THE REQUEST: Arrange the lines of the material below as a numbered list, omitting any blank lines and excluding the pictures from the answer.

━━━━━ PROVIDED RECORDS ━━━━━

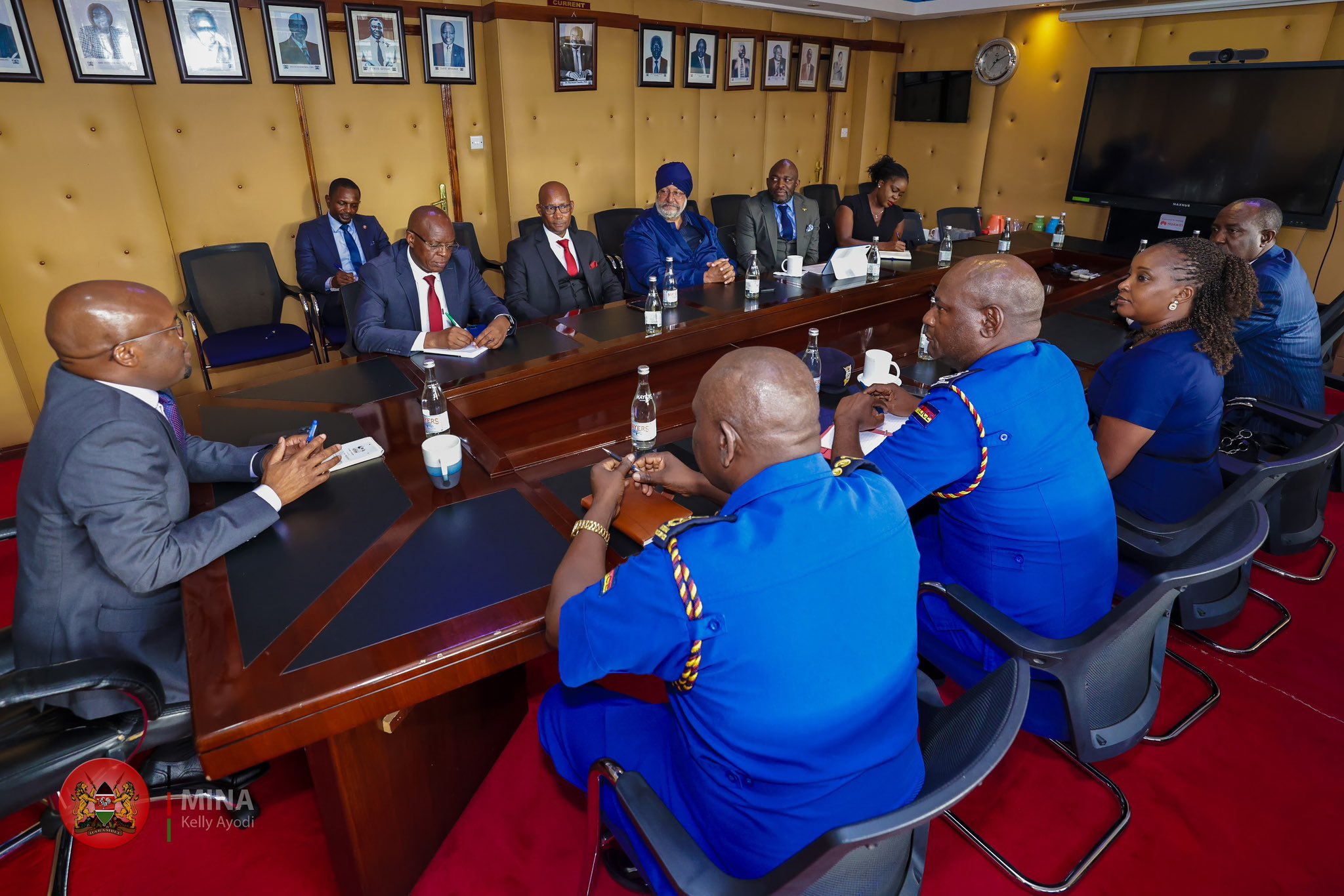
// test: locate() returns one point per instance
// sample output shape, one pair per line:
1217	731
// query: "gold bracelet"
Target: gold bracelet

━━━━━

PROBLEM SOLUTION:
1. // test: locate() returns one point per instance
2. // sample output shape, one pair per line:
3. 1217	731
4. // query: "gold bracelet"
5. Target: gold bracelet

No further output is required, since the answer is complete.